▸ **Provided data**:
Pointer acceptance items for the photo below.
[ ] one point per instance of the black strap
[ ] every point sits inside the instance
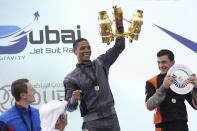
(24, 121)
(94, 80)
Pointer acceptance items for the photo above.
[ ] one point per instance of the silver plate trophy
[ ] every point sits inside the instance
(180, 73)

---

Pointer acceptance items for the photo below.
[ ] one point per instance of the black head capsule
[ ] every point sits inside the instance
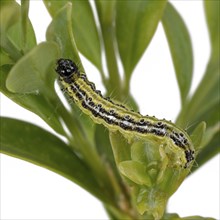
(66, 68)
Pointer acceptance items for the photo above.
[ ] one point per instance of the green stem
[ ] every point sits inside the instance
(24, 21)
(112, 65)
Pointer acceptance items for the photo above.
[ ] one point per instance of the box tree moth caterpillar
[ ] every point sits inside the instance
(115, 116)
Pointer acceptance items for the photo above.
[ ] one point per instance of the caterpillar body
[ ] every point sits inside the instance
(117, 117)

▸ **Exercise goal**:
Filter the records down to the lines that contain the string "caterpillar", and copy those lines.

▸ **Answer for this exercise**:
[ ] one point per instance of the box tree moth caterpillar
[ ] one point per instance of the caterpillar body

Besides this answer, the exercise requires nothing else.